Rows from an object pointing dataset:
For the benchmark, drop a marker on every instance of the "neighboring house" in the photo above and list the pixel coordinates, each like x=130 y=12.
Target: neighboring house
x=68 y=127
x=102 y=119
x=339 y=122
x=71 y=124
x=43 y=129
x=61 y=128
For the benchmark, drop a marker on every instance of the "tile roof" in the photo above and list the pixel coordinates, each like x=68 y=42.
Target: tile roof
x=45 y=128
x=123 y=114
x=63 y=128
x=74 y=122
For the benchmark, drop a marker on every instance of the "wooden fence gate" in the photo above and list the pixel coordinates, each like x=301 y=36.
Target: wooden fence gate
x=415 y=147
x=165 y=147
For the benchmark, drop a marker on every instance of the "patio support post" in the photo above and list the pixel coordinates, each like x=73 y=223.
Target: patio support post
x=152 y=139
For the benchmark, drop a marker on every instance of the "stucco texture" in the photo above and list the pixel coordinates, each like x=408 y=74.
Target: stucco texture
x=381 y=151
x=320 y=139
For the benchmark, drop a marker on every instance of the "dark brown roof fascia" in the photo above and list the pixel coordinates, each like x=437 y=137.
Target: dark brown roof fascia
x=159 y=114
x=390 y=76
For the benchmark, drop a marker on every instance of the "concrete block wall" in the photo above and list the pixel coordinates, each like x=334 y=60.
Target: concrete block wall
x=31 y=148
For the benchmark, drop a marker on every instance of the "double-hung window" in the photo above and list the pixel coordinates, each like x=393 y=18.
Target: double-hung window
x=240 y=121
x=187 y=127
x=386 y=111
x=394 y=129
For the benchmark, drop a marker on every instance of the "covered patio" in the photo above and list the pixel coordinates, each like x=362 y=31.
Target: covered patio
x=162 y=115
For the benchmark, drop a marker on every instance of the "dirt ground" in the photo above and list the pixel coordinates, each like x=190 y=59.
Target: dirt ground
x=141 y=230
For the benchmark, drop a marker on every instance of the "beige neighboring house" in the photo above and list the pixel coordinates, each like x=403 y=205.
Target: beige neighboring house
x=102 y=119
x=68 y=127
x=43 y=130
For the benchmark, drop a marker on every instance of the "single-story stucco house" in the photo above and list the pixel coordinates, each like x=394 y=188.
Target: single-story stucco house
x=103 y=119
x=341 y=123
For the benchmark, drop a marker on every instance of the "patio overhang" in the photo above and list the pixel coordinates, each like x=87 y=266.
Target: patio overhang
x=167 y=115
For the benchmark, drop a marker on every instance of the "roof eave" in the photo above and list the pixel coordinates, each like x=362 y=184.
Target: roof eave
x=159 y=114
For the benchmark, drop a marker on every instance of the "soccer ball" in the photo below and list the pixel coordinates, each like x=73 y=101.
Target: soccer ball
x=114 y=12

## Description of the task
Put the lines above into a JSON list of strings, one string per line, and leave out any blank lines.

## Solved exercise
[
  "For the benchmark, drop a marker on every instance of the \"neighboring house\" in the photo above and list the pixel coordinates, each like x=130 y=12.",
  "Target: neighboring house",
  "x=68 y=127",
  "x=102 y=119",
  "x=339 y=122",
  "x=71 y=124",
  "x=43 y=129",
  "x=61 y=128",
  "For the benchmark, drop a marker on every instance of the \"tile roof\" in the photo above and list the pixel coordinates, each like x=68 y=42.",
  "Target: tile roof",
  "x=45 y=128",
  "x=123 y=114",
  "x=63 y=128",
  "x=74 y=122",
  "For the benchmark, drop a marker on every instance of the \"wooden fence gate\" in the photo above and list the pixel coordinates, each like x=301 y=36.",
  "Target: wooden fence gate",
  "x=415 y=147",
  "x=165 y=147",
  "For the benchmark, drop a marker on every instance of the \"patio support post\" in the photo above and list the pixel coordinates, each like x=73 y=223.",
  "Target: patio support post",
  "x=152 y=139",
  "For the benchmark, drop a marker on every instance of the \"stucco texture\" in the photo above and list the pixel coordinates, each like x=408 y=74.",
  "Target: stucco texture",
  "x=381 y=151",
  "x=320 y=139",
  "For the benchmark, drop a marker on every instance of the \"dark brown roof fascia\" in the photo above and list the pixel coordinates, each like x=437 y=137.",
  "Target: dark brown roof fascia",
  "x=159 y=114",
  "x=390 y=76",
  "For the benchmark, drop a marker on every instance of the \"concrete block wall\" in the photo above and list the pixel coordinates, each like x=334 y=60.",
  "Target: concrete block wall",
  "x=31 y=148",
  "For the benchmark, drop a marker on every instance of the \"double-hung window\" in the photo above and list the pixel coordinates, each like x=393 y=18.",
  "Target: double-hung window",
  "x=240 y=121",
  "x=187 y=127",
  "x=386 y=111",
  "x=394 y=129",
  "For the benchmark, drop a marker on every instance of the \"covered patio\" in the photo above and list the pixel coordinates, each like x=362 y=31.",
  "Target: covered patio",
  "x=162 y=115",
  "For the benchmark, drop a marker on every instance of the \"dirt ground\" in the photo above and list the pixel coordinates, each like x=190 y=59.",
  "Target: dirt ground",
  "x=141 y=230",
  "For the benchmark, drop a marker on every instance of the \"beige neighboring house\" in the photo above and list the pixel coordinates, each like x=403 y=205.",
  "Target: beige neighboring house",
  "x=102 y=119",
  "x=68 y=127",
  "x=43 y=130",
  "For the benchmark, drop a marker on every instance of the \"single-story stucco house\" in the photo above and list the pixel coordinates, each like x=394 y=188.",
  "Target: single-story stucco house",
  "x=103 y=119",
  "x=341 y=123",
  "For the benchmark, drop a marker on every instance of the \"patio overhang\" in the photo above and list the pixel coordinates, each like x=87 y=266.",
  "Target: patio overhang",
  "x=167 y=115",
  "For the benchmark, drop a marker on every instance of the \"roof eave\" in the photo above and list the pixel coordinates, each like x=362 y=184.",
  "Target: roof eave",
  "x=159 y=114",
  "For the benchmark, drop a marker on every instance of the \"soccer ball\" in the photo below and list the pixel coordinates, each like x=73 y=101.",
  "Target: soccer ball",
  "x=114 y=12"
]